Extend the remembrance of a lost friend below by writing what comes after its final sentence, leaving the data that follows it untouched.

▶ **EXTRACT PROVIDED**
════════════════
It’s been 12 years since she’s been gone. More than a decade, less than a generation. Seems like a lifetime. Feels like yesterday. There are no words to explain who she was and what she meant. Friend doesn’t seem adequate though I was lucky to call her that for 23 years. We laughed a lot, shed a few tears and said few angry words.
In the early years, we did the typical stuff – school, Bar and Bat Mizvahs, ice skating Fridays, sleepovers, movies, passed notes, football games, cut class, and learned to drive. I drove a 69 Valiant and she drove an old Caddy with a broken speedometer and floating steering wheel. We went to concerts. We shopped, went to the beach, shared secrets, talked about boys and how our parents didn’t understand us.
After high school our friendship changed and grew into something deeper. I moved away and we re-connected with each visit. Long before email and the Internet, we relied on long-distance calls and letters. We racked up horrible long distance phone bills and heard the wrath of angry parents when we needed help paying that bill. We talked college and work. She kept me up on what was happening back home and I told her all about California. We talked about boys and how our parents didn’t understand us. She got sick once in a while and then more often.
I moved home. We got closer and she got sicker. We worked, hung out, went to bars, to dinner, movies. Sometimes our hanging out was in the hospital but that didn’t stop us. I brought movies, her favorite foods and sometimes we’d go upstairs to the patio and sneak a smoke. We went to services during the High Holidays and celebrated with one of our families. My father adored her. She and my father would tell each other wildly dirty and politically incorrect jokes seeing who could out-do the other. I answered the dreaded middle of the night calls – my car knew the way. My father called it the “Rona Rush.” There was often nothing I could do but being together made us both feel better. I held her hand, advocated for care, nursed her as best as I could. Donating blood became a regular activity for me every 56-60 days for ten years. I have a small scar on the inside of my left arm. We went to the beach – spending days taking walks, lying in the sun, reading and eating crabs. We still talked about boys and how our parents didn’t understand us.
════════════════
▶ **MATERIAL PROVIDED**
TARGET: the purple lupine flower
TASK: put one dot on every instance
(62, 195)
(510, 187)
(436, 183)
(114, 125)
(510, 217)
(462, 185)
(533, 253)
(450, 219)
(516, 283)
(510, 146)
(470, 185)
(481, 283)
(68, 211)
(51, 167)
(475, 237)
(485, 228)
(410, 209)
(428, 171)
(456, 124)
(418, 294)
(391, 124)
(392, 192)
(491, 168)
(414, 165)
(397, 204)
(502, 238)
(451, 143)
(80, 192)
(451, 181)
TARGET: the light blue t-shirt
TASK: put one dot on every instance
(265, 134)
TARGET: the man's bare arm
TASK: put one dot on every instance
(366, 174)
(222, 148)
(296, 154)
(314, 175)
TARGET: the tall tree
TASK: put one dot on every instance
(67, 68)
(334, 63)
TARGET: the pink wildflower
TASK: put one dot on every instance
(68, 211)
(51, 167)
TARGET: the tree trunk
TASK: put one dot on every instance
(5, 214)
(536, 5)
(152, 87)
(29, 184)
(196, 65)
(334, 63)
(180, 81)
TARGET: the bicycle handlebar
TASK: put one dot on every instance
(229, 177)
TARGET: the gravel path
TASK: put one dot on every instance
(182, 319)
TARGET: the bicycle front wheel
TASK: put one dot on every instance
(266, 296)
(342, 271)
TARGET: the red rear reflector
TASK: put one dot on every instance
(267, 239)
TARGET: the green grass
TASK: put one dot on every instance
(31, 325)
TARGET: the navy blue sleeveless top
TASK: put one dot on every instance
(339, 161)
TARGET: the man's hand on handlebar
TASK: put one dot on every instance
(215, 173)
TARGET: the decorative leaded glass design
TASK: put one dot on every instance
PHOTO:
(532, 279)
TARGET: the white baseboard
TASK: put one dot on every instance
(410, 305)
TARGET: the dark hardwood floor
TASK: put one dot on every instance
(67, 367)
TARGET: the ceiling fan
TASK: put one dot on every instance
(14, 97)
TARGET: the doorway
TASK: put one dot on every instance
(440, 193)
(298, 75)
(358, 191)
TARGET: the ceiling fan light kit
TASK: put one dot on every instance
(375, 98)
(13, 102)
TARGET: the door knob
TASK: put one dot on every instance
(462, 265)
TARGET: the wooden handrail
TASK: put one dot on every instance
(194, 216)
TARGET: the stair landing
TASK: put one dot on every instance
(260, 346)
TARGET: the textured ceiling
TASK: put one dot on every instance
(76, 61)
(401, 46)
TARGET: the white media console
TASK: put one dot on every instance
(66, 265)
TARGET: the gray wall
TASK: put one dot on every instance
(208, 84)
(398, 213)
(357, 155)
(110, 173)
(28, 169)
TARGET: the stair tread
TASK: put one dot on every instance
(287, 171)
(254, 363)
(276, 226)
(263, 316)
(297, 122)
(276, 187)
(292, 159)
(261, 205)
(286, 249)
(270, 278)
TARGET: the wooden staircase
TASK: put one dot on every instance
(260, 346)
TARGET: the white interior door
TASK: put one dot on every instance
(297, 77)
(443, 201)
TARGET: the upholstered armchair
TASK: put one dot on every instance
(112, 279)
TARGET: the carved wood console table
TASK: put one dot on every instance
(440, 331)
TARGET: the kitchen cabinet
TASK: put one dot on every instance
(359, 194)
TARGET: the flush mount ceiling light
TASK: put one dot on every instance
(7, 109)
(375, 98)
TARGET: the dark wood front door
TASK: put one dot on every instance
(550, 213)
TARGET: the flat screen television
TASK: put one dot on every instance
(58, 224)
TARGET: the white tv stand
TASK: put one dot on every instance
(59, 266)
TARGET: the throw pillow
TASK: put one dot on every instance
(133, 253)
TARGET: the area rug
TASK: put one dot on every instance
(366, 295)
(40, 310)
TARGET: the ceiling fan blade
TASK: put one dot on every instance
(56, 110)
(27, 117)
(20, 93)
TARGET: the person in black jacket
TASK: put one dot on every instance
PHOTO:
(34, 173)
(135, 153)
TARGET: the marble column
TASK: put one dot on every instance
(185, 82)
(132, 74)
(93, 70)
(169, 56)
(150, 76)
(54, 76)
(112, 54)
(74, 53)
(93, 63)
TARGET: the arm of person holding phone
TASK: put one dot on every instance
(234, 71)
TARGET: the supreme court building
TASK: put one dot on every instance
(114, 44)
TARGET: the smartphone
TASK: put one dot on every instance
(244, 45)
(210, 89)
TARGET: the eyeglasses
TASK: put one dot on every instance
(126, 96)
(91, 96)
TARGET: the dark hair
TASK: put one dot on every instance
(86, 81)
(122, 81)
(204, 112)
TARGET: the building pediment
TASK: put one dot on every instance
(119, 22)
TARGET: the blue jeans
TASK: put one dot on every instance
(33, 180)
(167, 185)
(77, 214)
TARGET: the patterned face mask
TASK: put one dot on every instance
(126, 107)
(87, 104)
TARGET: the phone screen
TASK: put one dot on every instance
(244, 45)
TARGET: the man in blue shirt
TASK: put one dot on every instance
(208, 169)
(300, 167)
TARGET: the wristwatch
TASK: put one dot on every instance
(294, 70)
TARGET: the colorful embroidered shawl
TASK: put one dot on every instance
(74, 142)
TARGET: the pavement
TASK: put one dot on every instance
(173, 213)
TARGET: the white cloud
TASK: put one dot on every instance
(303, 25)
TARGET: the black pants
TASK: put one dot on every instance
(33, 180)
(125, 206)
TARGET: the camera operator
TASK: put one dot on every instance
════════════════
▶ **EXERCISE ANSWER**
I moved away. A professional decision with painful personal sacrifice. Saying goodbye to so many friends was awful but saying it to Rona felt different. I came home frequently and more often than not, our visits were in the hospital. We still laughed, made fun of people. Still watched movies, ate her favorite foods and snuck upstairs for a smoke. We talked almost daily. We talked about boys and how our parents didn’t understand us. We talked about what scared us. We talked until talk was no longer possible.
Rona died on June 27, 1999. I was in NC on a business trip and immediately flew home in the world’s tiniest plane. My father picked me up at National Airport. I lit what would be my last cigarette and promptly threw up on the side of the parkway. I sat in her bedroom, her phone book on my lap along with that infamous pink and yellow phone. I called the friends, many of whom I had not spoken to in years but I was given this job and I couldn’t let her parents down. I held her nephew on my lap while he wept for his tante Rona. I hugged her mother and felt her press a few special pieces of Rona into my hand – for me to have and remember. I joined her family and so many friends in saying goodbye. We wept, we hugged and we shared stories. I felt a pain so visceral that it lacks words.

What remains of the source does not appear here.